Every line from the one with "Expected: one point per instance of the tree-covered" through the final line of the entries below should be returned exactly; leave out all other lines.

════════

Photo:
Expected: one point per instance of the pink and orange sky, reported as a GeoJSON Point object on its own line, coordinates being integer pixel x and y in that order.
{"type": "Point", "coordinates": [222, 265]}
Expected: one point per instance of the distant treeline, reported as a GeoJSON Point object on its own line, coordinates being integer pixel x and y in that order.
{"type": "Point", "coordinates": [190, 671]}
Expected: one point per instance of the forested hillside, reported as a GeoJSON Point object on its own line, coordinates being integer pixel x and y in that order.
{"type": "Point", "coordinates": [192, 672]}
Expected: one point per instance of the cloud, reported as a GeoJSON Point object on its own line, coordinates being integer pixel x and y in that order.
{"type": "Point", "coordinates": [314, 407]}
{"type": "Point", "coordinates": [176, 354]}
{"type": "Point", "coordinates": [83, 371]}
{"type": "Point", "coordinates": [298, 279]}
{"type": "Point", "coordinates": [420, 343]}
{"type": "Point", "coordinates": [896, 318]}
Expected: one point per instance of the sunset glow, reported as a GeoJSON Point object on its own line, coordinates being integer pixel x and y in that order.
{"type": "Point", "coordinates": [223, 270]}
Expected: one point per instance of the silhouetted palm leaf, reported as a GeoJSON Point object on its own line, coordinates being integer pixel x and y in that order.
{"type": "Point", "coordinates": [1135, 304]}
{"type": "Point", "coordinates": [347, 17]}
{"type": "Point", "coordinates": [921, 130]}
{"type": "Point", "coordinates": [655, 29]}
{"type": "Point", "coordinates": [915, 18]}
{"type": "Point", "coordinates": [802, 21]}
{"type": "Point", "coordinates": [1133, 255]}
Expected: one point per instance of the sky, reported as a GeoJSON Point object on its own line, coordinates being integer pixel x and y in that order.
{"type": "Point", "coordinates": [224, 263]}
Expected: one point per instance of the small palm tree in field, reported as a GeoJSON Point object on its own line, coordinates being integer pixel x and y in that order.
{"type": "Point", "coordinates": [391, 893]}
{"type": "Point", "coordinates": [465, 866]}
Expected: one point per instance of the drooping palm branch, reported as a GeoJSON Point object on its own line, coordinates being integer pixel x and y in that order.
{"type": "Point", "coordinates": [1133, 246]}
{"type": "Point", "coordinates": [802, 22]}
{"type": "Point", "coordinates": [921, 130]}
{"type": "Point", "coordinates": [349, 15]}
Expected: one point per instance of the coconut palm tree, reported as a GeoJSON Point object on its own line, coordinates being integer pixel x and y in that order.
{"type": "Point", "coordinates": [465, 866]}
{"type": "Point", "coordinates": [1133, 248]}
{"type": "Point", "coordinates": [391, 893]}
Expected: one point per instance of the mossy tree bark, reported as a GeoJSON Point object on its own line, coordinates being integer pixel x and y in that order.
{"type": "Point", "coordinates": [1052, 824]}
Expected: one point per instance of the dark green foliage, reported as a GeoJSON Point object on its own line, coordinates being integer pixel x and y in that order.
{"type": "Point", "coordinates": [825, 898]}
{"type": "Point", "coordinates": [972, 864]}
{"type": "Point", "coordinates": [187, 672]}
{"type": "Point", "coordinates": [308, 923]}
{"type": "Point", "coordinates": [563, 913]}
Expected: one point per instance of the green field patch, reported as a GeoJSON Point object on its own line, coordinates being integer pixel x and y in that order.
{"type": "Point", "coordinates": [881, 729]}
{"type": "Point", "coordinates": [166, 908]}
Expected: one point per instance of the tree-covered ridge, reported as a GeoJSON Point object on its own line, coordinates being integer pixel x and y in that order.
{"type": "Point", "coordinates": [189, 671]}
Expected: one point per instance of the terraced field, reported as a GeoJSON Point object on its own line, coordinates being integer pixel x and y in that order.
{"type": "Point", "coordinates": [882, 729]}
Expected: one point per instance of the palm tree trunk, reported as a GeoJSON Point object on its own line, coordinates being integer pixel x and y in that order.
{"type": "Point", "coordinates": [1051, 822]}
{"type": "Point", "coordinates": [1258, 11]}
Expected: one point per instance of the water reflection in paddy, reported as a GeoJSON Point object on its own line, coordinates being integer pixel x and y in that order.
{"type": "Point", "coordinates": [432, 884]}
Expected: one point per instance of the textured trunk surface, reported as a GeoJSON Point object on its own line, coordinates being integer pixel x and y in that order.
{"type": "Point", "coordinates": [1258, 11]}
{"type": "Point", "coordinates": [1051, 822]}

════════

(Result of the task)
Expected: one point per instance of the tree-covered ridge, reported as a GeoJSON Point object on its own line, coordinates being integer pixel x and y in that order.
{"type": "Point", "coordinates": [189, 671]}
Expected: one point per instance of the terraced field, reported as a GeoJSON Point object on its own line, coordinates being integer pixel x and y in that order.
{"type": "Point", "coordinates": [882, 729]}
Expected: one point per instance of the palm tree trunk, reported as a GeoJSON Point object on its own line, coordinates being integer pixel x and y in that order.
{"type": "Point", "coordinates": [1051, 822]}
{"type": "Point", "coordinates": [1258, 11]}
Expected: one point per instance of the water reflection in paddy, reported as a GeoJSON Point object on its own line, coordinates being integer pixel x and y in that order.
{"type": "Point", "coordinates": [432, 884]}
Expected: one point per instance of the textured trunk surface, reported as a GeoJSON Point object on its own line, coordinates being integer pixel x and y in that order.
{"type": "Point", "coordinates": [1258, 11]}
{"type": "Point", "coordinates": [1051, 822]}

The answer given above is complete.